>> START RECORD SET

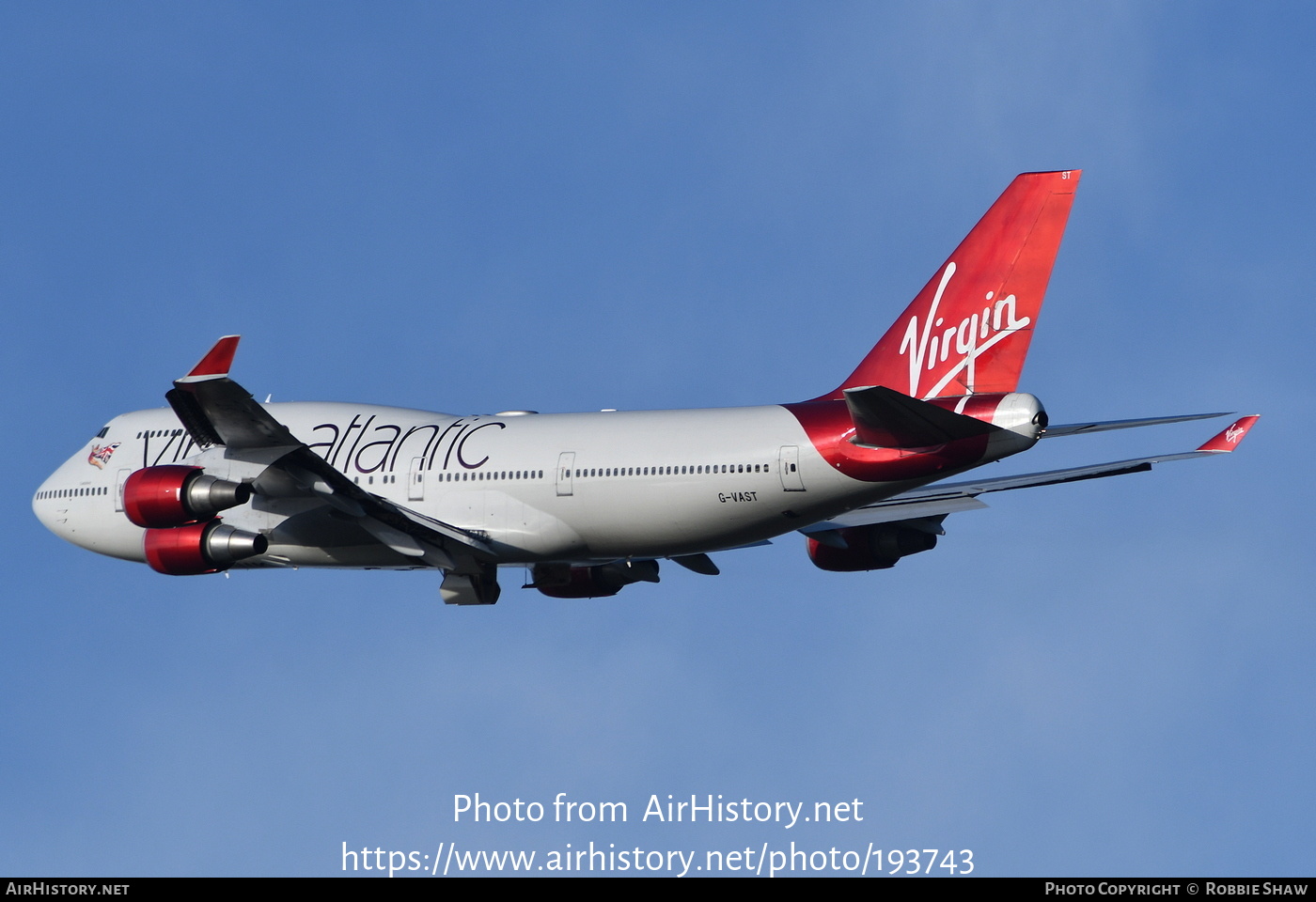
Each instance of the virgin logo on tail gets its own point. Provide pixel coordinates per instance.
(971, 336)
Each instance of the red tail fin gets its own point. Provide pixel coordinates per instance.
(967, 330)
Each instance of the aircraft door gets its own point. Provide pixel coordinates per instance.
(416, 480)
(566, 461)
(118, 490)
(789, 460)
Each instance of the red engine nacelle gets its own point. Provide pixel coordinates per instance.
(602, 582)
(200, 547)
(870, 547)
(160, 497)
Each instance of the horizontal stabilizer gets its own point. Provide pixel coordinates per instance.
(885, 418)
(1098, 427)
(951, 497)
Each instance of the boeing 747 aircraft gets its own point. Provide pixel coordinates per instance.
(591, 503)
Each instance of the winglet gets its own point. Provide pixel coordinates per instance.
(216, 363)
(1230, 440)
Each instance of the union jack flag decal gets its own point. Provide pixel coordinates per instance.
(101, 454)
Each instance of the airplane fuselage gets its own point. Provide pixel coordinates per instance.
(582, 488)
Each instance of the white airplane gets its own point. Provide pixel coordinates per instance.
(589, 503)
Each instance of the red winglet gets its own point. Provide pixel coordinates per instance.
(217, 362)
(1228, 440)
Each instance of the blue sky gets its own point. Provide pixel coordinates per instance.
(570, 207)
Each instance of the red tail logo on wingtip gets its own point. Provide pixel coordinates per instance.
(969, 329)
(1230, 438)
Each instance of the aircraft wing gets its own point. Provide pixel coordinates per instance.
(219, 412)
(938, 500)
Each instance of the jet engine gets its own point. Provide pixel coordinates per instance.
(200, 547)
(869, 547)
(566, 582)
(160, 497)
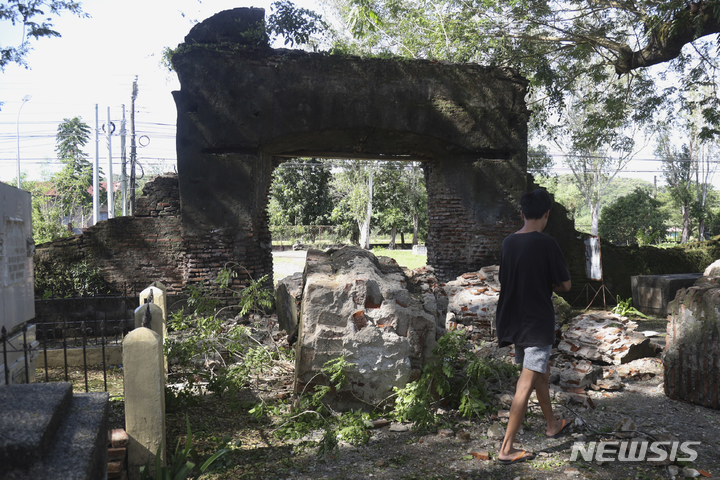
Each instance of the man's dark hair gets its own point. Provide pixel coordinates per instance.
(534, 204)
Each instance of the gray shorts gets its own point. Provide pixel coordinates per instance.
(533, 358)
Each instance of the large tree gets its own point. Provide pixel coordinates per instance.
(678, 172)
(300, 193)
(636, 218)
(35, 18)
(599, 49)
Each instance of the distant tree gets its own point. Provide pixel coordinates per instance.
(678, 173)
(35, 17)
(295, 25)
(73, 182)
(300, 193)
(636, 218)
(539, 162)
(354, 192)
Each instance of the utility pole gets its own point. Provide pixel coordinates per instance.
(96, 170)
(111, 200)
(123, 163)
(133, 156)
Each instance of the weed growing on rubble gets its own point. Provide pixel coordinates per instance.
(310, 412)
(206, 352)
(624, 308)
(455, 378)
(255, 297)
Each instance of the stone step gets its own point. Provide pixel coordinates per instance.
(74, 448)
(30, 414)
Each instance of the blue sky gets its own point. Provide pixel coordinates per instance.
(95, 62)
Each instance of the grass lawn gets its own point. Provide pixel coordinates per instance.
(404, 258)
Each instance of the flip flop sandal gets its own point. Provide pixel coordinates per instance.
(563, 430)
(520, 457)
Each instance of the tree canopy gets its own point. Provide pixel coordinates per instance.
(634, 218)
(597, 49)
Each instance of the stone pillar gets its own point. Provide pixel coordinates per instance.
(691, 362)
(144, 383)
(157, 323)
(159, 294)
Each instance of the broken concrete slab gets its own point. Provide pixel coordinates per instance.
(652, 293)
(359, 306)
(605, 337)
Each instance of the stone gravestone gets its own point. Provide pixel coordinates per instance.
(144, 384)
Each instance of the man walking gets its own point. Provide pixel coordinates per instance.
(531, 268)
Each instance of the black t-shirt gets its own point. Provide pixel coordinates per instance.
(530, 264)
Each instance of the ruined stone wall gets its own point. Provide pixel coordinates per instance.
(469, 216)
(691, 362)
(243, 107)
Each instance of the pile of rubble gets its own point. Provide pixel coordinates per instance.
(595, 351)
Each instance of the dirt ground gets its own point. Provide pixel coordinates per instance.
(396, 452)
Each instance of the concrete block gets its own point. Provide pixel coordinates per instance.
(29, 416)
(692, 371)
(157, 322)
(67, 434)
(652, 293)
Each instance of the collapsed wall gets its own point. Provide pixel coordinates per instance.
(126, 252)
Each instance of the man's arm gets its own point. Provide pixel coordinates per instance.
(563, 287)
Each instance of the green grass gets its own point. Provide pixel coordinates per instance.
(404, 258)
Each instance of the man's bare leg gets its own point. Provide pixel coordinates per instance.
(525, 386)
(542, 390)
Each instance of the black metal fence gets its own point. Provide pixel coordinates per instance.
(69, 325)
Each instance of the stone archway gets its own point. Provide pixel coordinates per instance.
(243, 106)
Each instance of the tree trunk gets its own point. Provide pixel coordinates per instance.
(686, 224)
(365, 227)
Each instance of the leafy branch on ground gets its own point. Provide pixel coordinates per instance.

>> END RECORD SET
>> START RECORD SET

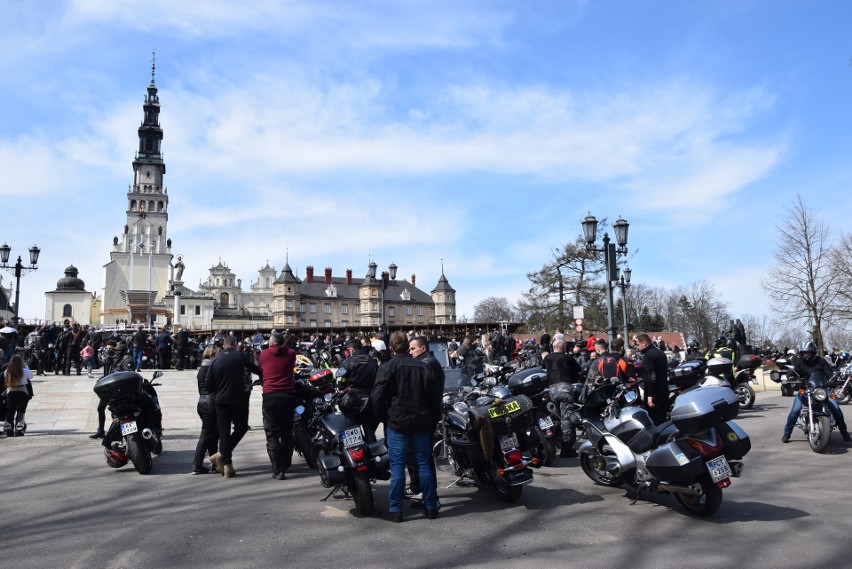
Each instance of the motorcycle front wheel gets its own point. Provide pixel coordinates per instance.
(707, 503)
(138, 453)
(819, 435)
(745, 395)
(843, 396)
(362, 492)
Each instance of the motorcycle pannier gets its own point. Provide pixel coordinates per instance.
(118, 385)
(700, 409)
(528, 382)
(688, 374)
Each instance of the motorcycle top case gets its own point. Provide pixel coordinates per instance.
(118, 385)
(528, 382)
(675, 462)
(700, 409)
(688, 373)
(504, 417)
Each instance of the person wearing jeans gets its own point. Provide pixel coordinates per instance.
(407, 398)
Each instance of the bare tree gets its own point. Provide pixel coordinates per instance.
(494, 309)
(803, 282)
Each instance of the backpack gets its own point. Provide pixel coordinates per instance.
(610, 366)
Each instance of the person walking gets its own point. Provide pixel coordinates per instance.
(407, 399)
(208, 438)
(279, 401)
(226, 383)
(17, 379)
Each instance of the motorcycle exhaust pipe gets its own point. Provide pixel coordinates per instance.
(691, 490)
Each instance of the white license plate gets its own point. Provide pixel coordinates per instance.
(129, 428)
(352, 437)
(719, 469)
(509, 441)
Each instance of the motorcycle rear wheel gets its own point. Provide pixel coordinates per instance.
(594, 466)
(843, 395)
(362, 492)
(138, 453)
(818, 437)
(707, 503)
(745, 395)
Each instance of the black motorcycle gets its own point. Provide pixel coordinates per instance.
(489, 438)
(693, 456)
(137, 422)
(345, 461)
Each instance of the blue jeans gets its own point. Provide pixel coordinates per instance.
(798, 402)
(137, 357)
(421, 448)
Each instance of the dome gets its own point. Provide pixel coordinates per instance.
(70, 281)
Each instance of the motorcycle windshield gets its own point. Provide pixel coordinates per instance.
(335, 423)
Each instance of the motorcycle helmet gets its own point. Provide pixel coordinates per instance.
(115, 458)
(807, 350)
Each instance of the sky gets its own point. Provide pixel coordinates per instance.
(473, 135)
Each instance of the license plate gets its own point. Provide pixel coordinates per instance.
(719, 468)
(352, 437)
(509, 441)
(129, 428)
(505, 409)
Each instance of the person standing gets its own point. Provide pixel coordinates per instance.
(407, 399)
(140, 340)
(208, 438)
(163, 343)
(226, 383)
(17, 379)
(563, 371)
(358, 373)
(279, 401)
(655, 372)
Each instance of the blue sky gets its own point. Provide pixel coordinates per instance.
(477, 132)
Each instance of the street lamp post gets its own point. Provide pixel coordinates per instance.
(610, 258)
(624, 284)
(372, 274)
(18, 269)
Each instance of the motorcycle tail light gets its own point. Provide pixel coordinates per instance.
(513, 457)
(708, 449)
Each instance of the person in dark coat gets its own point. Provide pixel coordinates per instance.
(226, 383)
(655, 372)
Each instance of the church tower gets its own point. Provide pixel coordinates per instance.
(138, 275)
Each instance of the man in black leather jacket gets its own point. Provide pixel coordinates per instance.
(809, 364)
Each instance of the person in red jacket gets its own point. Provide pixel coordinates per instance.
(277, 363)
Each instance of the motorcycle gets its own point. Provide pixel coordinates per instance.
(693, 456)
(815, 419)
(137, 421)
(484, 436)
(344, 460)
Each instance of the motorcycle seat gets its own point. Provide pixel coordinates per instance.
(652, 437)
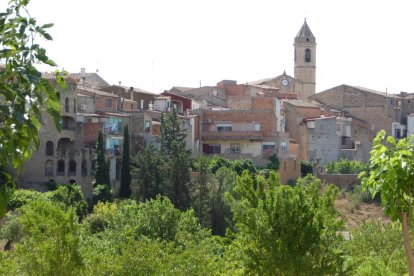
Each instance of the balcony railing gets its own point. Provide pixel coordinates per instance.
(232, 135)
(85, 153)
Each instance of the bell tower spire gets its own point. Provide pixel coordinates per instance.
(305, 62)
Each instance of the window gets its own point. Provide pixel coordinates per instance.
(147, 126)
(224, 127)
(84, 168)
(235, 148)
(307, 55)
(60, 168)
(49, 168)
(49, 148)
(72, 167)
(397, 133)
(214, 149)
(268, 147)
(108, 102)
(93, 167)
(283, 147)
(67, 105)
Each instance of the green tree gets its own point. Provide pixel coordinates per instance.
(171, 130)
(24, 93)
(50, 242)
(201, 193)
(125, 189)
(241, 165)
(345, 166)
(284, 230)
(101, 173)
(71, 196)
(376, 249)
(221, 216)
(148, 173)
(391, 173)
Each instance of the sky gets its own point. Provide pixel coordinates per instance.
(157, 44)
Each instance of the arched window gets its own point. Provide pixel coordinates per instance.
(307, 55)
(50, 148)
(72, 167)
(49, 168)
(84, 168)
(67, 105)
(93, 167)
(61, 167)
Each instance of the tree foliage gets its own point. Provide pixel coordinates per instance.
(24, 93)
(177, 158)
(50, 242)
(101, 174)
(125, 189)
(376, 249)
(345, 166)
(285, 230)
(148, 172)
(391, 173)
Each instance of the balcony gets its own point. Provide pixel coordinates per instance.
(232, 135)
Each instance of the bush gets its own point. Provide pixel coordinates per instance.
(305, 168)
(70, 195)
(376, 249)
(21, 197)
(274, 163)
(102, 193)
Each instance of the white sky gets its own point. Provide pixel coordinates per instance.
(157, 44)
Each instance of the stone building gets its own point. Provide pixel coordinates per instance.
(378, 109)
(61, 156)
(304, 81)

>> END RECORD SET

Locate each line in the listing above that contains the string "grass", matching case exactly, and copy those lines out in full.

- **EXERCISE SOLUTION**:
Each instance of the grass lawn gets its own point. Provide pixel coordinates per instance.
Each instance of the green grass gets its own point. Provide pixel coordinates per instance.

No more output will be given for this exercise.